WHAT YOU WILL DO:
Of the lines in the data below, write out exactly those from the one holding "Keypoint guideline: for each instance of the red plastic" through the one holding "Keypoint guideline: for each instance of the georgian", both included.

SUPPLIED RECORDS:
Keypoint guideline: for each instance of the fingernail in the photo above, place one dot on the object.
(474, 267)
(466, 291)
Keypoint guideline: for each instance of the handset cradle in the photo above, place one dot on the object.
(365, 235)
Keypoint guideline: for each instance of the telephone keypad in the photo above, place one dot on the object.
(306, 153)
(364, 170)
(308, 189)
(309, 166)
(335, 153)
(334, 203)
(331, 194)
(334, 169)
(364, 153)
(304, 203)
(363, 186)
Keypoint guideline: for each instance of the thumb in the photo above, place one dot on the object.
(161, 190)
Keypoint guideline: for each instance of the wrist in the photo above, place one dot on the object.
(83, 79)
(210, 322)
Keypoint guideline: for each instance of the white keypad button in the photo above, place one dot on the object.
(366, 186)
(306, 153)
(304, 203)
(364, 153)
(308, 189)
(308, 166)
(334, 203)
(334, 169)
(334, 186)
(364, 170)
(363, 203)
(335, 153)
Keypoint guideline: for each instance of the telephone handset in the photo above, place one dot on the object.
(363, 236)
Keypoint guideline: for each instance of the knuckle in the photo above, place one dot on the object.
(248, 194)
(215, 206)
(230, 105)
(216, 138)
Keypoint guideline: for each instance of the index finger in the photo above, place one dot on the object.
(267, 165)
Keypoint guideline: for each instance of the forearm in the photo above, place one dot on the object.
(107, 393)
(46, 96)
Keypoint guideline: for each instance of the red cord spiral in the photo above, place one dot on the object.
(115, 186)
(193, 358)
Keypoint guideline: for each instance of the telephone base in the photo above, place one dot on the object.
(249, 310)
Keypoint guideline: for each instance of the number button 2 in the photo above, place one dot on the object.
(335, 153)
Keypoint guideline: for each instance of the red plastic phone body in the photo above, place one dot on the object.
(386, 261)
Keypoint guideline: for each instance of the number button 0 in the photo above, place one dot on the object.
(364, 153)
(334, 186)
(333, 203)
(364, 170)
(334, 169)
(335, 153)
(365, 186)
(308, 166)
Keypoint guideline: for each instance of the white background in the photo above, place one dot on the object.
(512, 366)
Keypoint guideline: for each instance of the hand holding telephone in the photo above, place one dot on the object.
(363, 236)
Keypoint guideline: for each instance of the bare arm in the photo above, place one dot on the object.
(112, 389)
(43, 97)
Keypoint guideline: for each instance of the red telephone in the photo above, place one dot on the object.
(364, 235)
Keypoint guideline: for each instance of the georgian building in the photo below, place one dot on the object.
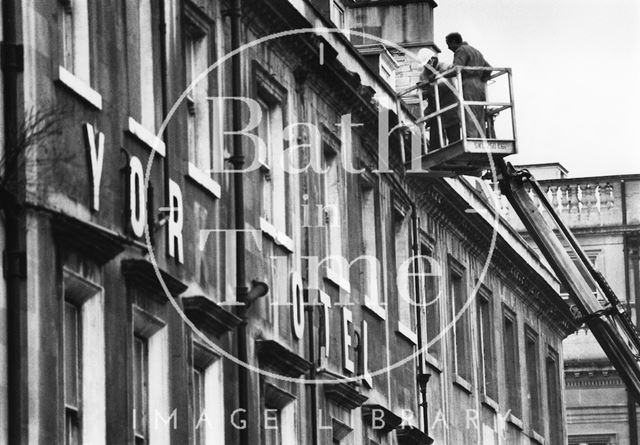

---

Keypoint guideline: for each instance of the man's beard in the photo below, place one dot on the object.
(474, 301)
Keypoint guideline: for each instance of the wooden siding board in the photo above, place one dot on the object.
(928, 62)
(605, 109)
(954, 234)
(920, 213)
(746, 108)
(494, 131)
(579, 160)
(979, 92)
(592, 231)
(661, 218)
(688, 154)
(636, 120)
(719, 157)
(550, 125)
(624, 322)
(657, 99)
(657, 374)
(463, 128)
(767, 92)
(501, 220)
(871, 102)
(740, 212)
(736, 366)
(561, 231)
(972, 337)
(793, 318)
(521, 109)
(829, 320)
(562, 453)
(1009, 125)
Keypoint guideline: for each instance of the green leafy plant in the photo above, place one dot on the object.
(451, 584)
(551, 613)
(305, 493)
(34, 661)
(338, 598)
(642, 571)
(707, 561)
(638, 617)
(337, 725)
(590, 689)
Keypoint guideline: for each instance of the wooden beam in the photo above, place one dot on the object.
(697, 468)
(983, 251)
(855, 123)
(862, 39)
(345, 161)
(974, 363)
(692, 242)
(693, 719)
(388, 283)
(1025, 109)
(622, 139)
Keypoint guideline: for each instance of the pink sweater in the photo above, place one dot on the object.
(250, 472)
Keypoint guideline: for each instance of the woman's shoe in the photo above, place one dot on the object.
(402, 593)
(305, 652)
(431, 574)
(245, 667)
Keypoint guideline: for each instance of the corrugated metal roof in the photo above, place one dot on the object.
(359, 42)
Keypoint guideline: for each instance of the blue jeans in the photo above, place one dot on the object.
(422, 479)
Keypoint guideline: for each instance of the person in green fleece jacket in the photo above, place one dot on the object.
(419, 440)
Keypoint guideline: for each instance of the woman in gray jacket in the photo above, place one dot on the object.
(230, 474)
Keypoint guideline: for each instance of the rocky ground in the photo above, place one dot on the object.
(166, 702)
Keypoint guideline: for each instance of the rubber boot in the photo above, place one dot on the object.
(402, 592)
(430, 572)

TASK RESULT:
Keypoint guideline: for each instance of the red plastic phone body in the photo above, place one dot on the object.
(386, 261)
Keypoint guideline: for each instance of the number button 0 in the photo above, place one dot on the object.
(364, 153)
(334, 186)
(333, 203)
(364, 170)
(334, 169)
(335, 153)
(365, 186)
(308, 166)
Keypoint guideline: for each instance of the white background in the photo above, place one dot on the object.
(512, 366)
Keypoint guideline: for each instance of the hand holding telephone in the photo above, place one dot on the object.
(363, 236)
Keypoint guideline: for each instance of the bare arm in the photo above, place one dot on the object.
(112, 389)
(43, 97)
Keypoint guideline: for each instance of the red telephone in the photo above, place one dot on the object.
(364, 235)
Keypoint guideline: for each instance of the georgian building in the photo below, place one dot on the object.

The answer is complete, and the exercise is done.